== RECORDS FOR PROCESSING ==

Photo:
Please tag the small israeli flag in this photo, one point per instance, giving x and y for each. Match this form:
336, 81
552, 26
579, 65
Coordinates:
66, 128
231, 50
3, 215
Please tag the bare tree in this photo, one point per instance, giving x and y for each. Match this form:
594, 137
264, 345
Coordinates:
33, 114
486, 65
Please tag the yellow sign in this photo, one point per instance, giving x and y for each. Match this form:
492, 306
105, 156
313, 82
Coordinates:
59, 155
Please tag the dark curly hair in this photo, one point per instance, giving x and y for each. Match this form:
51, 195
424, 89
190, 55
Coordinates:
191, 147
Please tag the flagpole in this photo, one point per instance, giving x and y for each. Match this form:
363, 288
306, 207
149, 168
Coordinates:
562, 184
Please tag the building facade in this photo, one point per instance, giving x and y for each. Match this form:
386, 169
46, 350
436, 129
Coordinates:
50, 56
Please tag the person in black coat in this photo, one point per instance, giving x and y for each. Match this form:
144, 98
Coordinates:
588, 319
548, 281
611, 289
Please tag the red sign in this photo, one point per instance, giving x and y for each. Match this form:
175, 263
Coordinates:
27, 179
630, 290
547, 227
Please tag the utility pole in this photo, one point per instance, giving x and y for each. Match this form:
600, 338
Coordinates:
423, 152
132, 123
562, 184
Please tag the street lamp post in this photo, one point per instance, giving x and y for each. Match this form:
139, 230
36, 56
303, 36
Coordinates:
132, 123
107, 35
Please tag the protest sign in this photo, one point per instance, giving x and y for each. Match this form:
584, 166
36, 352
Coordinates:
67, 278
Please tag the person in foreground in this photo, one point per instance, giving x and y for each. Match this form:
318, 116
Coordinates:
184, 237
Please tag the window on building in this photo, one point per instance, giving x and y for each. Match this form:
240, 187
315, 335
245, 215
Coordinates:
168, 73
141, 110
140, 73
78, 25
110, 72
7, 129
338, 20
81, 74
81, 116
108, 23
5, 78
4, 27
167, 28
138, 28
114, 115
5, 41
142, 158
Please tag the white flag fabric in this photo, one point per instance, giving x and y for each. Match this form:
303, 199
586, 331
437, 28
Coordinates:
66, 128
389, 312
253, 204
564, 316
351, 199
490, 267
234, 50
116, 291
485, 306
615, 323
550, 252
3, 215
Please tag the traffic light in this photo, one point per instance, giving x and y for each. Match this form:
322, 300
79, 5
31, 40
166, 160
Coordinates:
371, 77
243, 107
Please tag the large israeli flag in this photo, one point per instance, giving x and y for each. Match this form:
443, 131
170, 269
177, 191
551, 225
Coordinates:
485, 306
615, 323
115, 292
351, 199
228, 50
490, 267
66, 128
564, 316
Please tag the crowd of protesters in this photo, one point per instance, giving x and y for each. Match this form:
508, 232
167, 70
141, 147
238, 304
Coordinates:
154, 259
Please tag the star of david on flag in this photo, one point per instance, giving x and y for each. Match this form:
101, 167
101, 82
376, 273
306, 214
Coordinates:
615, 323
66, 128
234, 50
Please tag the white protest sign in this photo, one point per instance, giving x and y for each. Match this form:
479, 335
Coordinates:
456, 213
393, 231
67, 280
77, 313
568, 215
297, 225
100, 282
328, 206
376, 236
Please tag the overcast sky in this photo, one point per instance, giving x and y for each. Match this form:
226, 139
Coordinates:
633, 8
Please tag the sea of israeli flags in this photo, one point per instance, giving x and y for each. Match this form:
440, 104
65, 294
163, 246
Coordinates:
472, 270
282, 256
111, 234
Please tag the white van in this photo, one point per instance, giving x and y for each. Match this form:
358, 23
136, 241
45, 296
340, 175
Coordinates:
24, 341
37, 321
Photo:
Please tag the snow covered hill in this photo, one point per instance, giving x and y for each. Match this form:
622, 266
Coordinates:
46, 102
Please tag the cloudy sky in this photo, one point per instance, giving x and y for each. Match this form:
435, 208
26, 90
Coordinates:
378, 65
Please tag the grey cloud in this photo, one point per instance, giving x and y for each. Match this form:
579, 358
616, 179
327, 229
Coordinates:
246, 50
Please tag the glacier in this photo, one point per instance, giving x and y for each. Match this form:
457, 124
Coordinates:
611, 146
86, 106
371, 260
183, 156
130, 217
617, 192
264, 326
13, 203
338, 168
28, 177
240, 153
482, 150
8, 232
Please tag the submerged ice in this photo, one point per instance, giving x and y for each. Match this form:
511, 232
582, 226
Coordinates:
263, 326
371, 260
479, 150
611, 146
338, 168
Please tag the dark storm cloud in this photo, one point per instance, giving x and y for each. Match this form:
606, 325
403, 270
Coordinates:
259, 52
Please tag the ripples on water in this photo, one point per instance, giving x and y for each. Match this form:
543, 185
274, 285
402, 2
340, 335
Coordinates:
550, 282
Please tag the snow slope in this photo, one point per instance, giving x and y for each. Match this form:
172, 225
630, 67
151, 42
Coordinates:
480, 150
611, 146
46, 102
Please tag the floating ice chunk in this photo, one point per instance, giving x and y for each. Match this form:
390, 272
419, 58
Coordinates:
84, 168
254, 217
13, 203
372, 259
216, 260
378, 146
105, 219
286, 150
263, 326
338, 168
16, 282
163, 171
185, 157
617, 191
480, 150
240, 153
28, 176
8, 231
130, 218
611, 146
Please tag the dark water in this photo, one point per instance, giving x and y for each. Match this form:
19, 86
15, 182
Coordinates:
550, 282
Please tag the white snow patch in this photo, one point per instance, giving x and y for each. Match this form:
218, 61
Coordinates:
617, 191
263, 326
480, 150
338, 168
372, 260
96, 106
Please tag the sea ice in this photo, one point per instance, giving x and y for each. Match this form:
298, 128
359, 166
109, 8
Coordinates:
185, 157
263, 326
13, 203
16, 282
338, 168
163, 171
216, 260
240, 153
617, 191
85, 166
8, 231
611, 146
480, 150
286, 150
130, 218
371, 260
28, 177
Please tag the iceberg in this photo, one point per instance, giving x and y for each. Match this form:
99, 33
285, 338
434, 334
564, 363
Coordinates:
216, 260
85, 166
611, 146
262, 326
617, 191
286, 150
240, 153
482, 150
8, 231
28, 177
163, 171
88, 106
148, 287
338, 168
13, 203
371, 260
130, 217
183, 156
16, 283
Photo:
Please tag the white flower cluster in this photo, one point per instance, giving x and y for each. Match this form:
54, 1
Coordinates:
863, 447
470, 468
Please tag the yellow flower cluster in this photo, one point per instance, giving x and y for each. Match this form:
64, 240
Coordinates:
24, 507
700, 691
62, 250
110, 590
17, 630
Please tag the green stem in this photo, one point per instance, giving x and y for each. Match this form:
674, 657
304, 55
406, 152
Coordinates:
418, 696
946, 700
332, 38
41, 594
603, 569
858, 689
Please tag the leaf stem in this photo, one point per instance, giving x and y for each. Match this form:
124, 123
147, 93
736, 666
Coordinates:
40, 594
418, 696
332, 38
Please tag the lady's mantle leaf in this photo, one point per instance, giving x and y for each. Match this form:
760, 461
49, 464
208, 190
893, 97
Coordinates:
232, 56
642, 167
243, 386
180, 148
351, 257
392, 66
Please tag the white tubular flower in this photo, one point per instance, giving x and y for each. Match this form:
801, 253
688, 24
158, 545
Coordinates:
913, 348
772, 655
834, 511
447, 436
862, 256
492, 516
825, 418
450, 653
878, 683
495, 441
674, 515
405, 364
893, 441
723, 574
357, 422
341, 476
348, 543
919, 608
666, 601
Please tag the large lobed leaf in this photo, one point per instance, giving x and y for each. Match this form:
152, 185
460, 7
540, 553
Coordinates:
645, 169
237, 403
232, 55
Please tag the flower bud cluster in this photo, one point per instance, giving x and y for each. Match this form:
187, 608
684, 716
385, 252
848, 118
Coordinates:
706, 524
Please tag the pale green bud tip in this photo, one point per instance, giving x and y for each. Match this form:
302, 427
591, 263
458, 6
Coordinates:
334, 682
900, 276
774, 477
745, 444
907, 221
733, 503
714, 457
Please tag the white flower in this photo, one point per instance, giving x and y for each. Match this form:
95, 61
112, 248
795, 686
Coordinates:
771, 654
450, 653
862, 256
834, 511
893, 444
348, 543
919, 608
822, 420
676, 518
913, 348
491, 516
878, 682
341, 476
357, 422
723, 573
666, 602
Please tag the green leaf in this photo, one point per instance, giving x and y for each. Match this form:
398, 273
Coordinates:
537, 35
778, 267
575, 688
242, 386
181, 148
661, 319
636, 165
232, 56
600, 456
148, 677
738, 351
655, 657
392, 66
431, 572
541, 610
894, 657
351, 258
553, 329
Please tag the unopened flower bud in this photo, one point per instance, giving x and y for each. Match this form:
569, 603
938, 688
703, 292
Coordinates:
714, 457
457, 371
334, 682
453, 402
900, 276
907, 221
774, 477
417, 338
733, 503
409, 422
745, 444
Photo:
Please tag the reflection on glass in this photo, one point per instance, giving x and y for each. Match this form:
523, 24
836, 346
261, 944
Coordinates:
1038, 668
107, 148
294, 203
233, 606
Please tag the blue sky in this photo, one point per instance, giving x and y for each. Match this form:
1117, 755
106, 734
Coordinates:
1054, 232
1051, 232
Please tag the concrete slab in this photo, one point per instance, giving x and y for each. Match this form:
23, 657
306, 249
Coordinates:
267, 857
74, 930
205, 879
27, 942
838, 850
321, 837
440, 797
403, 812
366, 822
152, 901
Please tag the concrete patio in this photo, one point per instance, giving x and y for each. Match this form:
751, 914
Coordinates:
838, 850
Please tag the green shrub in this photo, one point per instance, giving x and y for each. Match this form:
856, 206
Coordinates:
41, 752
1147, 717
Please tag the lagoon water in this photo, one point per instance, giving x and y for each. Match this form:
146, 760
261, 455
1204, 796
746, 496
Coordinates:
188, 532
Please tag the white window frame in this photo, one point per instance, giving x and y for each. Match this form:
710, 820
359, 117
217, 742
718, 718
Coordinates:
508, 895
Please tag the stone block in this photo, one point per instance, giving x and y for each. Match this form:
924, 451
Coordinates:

===

#### REQUIRED WORK
Find the line that contains "Please tag the concrete patio" in the listing above. Retype it and every line after it up to the last, exactly, and nothing else.

#### REPLY TO THE TASK
Please tag the concrete patio in this photo, one point per instance, giving x and y for each. Match this form:
751, 914
Coordinates:
838, 850
Please tag the green shrub in this photo, one point per instance, giving x and y for each. Match this form:
856, 206
Coordinates:
41, 752
1147, 717
Please tag the lagoon water in this photo, one point per instance, giving x and y for each. Match this form:
146, 760
261, 455
1204, 796
746, 496
Coordinates:
188, 532
Please tag the white window frame in this photo, one point per instance, giving x and y for each. Match this form:
710, 820
359, 117
217, 742
718, 718
Coordinates:
508, 895
Please tag the stone block in this photo, one point per instance, giving x and y for each. Match this form:
924, 451
Coordinates:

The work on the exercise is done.